The new program, which has begun accepting applications for its $4 million mortgage assistance budget, can be accessed by phone, at (888) 895-2647, or online at nhslacounty.org\mortgagereliefprogram. 

Carbajal added that counseling is available to anyone needing it, whether they qualify for the payment program or not.

“I’m proud to work with this board of supervisors that took the initiative to make this investment in homeowners,” Carbajal said, citing the lack of similar investments so far at the federal level.

“Particularly for our immigrant community and our communities of color,” he said, “this has been a traditional way for our communities to build wealth.

“We work, we toil, we invest, we cobble our money together and we buy a little property…Typically, we live in one, or maybe I move and my mother stays in that one, and it’s how we keep this wealth within our family.” 

“We’re worried about…the inability of our families to maintain this wealth because of this pandemic.
 
“We’re hoping that by leading by example, a lot of counties in the state and even at the federal level decide to pick up the mantel and provide some additional support to our homeowners.”

Dana Pratt, deputy director of the DCBA’s housing and tenant protections division, described the county’s COVID-19 Rent Relief program which, she said, “can mean the difference between housing and homelessness.”

Funded by $2.6 billion from the federal government, the program is open to both landlords and tenants. Landlords have to agree to forgo 20% of the outstanding rent due, and can receive the remaining 80% from the state.

If a landlord declines to participate, tenants are still eligible for help with up to 25% of what they owe, whether or not their landlords participate. Applications are available here (https://tinyurl.com/COVIDrentrelief) and via phone at (833) 430-2122.
Her department oversees implementation of the eviction moratorium, which protects residential, commercial and mobile home tenants from eviction if they fall behind on their rent for COVID-related reasons.

The data.
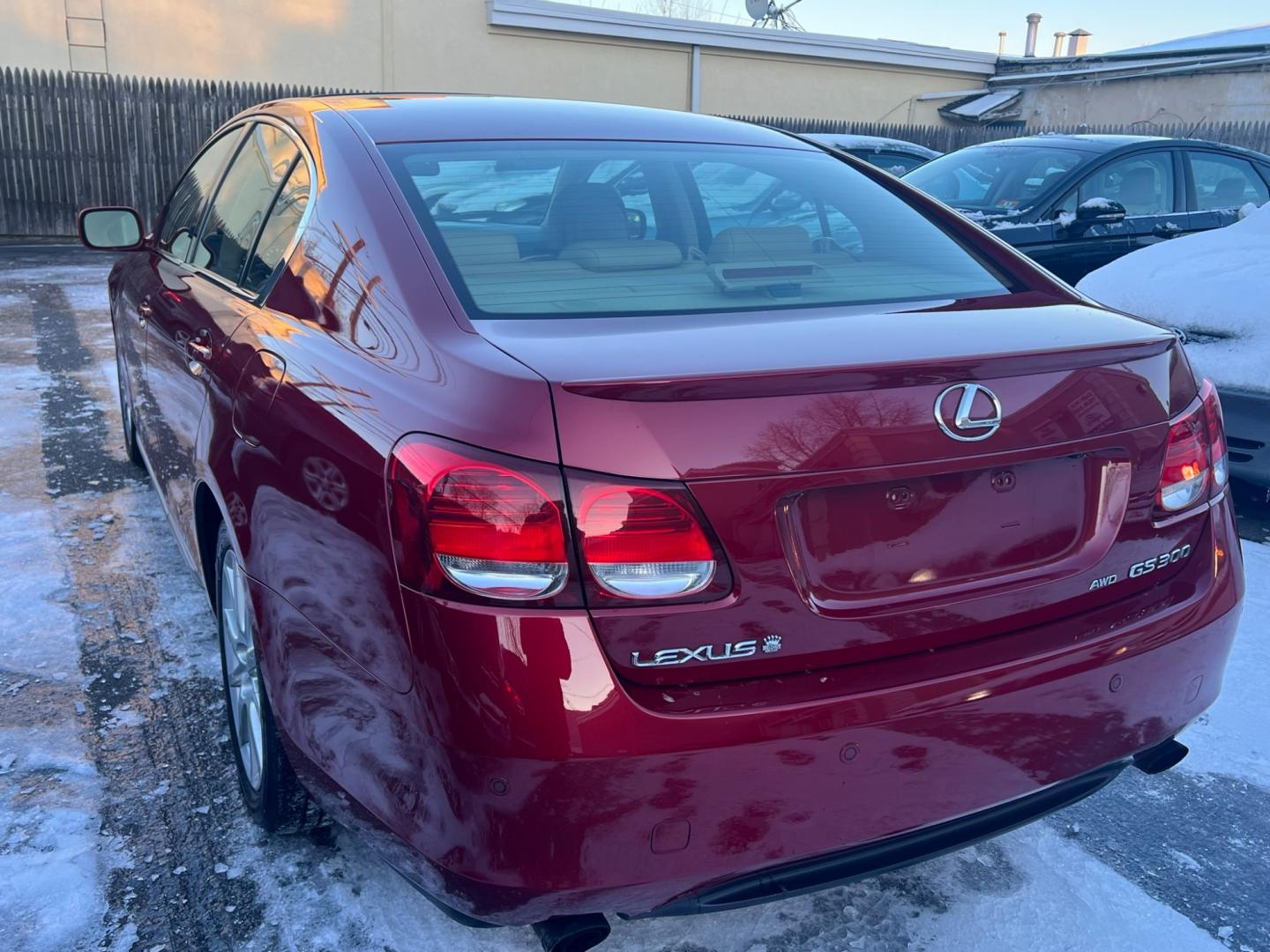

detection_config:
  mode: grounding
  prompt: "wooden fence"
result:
[7,69,1270,237]
[0,69,347,236]
[729,115,1270,153]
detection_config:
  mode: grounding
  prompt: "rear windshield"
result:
[381,142,1008,318]
[904,146,1094,214]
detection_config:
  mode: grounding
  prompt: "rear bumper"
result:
[647,762,1129,917]
[258,500,1244,924]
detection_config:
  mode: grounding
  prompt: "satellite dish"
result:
[745,0,803,29]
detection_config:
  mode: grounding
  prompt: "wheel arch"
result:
[194,481,233,609]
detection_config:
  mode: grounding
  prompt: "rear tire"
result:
[216,523,323,833]
[115,341,146,468]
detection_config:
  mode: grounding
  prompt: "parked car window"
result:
[1186,152,1270,211]
[381,141,1008,318]
[410,155,560,231]
[191,122,300,283]
[904,146,1088,214]
[1054,152,1176,214]
[586,159,656,239]
[243,156,310,291]
[159,128,243,260]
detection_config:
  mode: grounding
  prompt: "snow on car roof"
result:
[806,132,941,159]
[1077,205,1270,392]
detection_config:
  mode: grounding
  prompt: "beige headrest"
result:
[441,228,520,268]
[709,225,811,262]
[560,239,684,271]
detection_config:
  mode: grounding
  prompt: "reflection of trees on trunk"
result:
[747,393,920,470]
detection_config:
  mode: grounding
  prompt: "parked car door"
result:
[1105,148,1190,251]
[145,123,298,551]
[131,127,243,557]
[1024,148,1185,283]
[1184,150,1270,238]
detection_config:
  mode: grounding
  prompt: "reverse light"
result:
[1199,378,1230,490]
[578,485,718,599]
[389,436,569,600]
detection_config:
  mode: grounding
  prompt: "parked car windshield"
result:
[382,141,1008,318]
[904,146,1094,214]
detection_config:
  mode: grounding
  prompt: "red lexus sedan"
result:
[80,96,1244,952]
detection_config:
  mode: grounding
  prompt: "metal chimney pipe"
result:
[1024,12,1040,56]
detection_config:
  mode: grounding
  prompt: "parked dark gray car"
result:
[804,132,942,175]
[904,135,1270,283]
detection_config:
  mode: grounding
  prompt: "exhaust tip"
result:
[534,912,612,952]
[1132,738,1190,774]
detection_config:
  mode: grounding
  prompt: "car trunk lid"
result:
[480,296,1196,684]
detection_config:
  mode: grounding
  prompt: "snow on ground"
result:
[0,253,1270,952]
[1077,205,1270,391]
[1180,543,1270,792]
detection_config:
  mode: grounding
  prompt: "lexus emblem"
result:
[935,383,1001,443]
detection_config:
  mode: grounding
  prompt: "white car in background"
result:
[1077,205,1270,488]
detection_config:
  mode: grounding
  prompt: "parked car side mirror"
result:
[1076,198,1128,226]
[75,205,142,251]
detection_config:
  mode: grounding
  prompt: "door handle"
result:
[185,328,212,377]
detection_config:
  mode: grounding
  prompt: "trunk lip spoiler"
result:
[559,334,1177,402]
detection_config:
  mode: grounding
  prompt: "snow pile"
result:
[1077,205,1270,392]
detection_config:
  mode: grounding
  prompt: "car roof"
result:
[803,132,940,159]
[287,93,813,150]
[967,132,1267,160]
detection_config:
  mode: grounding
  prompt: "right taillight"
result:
[389,435,579,604]
[1155,380,1229,514]
[389,434,731,608]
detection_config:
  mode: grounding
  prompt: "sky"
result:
[574,0,1270,56]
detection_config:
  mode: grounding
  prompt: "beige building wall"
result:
[1022,70,1270,132]
[701,49,983,126]
[0,0,984,123]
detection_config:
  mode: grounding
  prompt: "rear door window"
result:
[1065,152,1174,214]
[1186,152,1267,211]
[158,127,243,260]
[191,122,300,285]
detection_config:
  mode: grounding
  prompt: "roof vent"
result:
[1024,12,1040,56]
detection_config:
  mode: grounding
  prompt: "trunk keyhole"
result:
[992,470,1015,493]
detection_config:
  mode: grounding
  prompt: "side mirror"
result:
[1076,198,1128,227]
[75,205,142,251]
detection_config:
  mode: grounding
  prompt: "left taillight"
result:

Work to complete. According to the passage on the county's housing relief programs, what share of the outstanding rent must landlords agree to give up to take part in the COVID-19 Rent Relief program? The material has no role in this.

Answer to this problem. 20% of the outstanding rent due.